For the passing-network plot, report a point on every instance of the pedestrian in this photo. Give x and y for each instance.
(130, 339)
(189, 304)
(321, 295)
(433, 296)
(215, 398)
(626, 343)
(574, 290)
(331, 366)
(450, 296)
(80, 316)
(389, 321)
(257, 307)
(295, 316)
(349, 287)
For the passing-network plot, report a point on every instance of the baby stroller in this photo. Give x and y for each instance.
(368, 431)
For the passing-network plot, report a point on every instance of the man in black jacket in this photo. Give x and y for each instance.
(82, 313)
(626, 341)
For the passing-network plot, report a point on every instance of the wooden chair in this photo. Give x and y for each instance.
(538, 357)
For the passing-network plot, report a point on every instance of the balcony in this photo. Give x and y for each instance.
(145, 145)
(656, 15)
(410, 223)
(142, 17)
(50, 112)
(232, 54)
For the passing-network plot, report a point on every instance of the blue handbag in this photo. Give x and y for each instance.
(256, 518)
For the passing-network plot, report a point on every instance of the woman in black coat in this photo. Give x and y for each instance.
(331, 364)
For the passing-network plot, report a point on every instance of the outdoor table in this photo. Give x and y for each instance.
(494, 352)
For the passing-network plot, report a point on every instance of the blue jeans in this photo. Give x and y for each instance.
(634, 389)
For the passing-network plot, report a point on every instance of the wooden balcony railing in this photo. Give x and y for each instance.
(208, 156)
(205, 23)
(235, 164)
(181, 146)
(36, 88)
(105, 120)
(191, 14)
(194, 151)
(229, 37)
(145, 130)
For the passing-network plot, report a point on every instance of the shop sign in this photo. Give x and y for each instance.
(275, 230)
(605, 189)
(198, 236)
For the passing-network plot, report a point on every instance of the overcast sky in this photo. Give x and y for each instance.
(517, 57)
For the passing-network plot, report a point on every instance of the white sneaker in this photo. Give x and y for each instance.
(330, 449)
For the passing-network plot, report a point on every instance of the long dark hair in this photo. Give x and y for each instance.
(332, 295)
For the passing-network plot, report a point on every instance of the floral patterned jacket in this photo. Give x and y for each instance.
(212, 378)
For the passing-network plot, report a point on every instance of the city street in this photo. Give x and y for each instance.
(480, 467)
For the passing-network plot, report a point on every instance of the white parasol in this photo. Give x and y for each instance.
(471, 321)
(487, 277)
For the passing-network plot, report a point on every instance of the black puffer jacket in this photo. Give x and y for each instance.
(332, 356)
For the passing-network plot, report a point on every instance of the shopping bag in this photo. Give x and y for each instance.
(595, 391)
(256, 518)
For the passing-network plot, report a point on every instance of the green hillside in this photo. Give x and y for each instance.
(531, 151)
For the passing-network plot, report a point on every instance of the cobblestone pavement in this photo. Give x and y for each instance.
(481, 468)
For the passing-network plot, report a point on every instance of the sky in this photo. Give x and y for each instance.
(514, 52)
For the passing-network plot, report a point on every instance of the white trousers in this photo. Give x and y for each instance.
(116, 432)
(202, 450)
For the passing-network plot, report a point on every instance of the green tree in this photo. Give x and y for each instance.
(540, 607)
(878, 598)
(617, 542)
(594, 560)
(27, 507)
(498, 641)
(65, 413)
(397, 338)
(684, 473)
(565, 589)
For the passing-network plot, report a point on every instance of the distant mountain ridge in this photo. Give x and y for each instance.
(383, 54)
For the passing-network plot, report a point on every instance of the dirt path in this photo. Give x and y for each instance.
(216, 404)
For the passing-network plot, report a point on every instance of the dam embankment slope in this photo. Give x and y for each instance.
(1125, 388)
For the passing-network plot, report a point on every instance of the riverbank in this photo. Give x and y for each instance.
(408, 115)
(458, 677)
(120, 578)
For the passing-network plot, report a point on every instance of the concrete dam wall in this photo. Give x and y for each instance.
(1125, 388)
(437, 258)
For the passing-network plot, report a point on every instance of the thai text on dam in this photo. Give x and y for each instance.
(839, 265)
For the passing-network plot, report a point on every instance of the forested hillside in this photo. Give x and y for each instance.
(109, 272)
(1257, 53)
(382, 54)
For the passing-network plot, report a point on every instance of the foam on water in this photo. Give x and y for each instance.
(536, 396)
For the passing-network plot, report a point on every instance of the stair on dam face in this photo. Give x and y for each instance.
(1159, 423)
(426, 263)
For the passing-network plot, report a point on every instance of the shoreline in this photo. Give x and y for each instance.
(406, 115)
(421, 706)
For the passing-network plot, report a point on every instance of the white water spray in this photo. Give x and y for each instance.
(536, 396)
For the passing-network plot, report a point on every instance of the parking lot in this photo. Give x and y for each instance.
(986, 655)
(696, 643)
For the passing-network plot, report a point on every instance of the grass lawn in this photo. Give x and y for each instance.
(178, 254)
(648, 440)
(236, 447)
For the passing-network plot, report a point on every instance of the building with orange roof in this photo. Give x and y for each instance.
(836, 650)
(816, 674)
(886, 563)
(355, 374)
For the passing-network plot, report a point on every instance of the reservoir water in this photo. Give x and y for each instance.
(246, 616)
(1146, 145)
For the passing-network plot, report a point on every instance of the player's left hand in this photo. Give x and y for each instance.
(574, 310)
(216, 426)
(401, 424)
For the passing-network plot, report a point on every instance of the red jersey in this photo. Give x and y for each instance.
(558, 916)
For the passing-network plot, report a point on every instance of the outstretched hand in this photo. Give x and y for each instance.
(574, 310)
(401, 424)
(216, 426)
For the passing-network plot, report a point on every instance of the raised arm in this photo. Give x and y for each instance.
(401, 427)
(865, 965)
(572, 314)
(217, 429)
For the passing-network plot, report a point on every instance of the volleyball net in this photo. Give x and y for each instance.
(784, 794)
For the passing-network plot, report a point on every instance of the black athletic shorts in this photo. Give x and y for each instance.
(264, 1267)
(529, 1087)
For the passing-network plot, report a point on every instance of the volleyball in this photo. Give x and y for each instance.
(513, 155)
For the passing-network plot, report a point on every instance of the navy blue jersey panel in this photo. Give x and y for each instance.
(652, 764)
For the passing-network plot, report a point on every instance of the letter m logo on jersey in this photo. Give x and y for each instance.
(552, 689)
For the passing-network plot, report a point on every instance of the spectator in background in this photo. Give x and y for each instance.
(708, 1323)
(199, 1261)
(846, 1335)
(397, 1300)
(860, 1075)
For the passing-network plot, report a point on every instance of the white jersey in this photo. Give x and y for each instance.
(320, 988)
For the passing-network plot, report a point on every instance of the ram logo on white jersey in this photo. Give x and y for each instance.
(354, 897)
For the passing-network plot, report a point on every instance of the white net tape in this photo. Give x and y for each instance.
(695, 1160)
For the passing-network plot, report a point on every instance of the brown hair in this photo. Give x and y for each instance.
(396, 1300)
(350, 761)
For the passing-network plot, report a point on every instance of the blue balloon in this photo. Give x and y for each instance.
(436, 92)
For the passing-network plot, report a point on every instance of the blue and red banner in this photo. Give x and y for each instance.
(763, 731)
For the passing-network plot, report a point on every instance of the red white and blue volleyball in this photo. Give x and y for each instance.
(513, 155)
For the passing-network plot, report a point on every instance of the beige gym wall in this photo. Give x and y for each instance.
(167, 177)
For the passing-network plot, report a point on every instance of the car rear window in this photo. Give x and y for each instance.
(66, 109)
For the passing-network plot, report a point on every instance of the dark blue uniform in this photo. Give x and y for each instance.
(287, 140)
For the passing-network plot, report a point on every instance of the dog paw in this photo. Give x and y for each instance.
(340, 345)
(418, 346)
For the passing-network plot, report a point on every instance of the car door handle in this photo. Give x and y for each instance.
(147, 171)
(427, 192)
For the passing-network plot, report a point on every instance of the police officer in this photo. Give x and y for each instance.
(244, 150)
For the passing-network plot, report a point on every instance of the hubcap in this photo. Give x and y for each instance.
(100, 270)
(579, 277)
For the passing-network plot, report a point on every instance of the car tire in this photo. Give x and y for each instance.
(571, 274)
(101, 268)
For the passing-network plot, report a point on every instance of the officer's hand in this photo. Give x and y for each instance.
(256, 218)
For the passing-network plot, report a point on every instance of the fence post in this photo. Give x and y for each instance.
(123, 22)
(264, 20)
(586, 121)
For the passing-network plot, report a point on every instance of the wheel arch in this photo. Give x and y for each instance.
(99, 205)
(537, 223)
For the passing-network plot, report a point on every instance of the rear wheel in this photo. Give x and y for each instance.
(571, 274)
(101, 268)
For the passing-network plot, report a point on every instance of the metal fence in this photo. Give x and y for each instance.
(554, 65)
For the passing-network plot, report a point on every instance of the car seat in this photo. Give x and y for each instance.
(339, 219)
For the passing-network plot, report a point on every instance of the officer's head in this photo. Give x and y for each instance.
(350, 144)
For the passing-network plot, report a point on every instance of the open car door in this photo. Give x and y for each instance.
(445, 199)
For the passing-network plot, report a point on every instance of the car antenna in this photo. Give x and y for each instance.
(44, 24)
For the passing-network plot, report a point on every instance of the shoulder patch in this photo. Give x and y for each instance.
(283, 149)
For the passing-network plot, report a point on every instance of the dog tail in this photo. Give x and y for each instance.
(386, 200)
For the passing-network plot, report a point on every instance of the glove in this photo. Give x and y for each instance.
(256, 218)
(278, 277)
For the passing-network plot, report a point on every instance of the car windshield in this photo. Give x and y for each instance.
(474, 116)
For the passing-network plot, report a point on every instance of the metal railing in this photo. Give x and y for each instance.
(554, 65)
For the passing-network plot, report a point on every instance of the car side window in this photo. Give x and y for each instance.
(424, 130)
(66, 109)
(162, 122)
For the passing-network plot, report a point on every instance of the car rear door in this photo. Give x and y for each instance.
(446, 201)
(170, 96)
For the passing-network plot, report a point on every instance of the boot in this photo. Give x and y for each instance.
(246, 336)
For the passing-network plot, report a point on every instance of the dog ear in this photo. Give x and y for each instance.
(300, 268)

==================================================

• _EXERCISE DESCRIPTION_:
The required result is an exact repetition of the lines from the one containing "the dog ear" through the last line of the data.

• _SOLUTION TO THIS PROBLEM_:
For the passing-network plot, report a point on every instance of the dog ear in this photo. Give x and y for each instance.
(300, 268)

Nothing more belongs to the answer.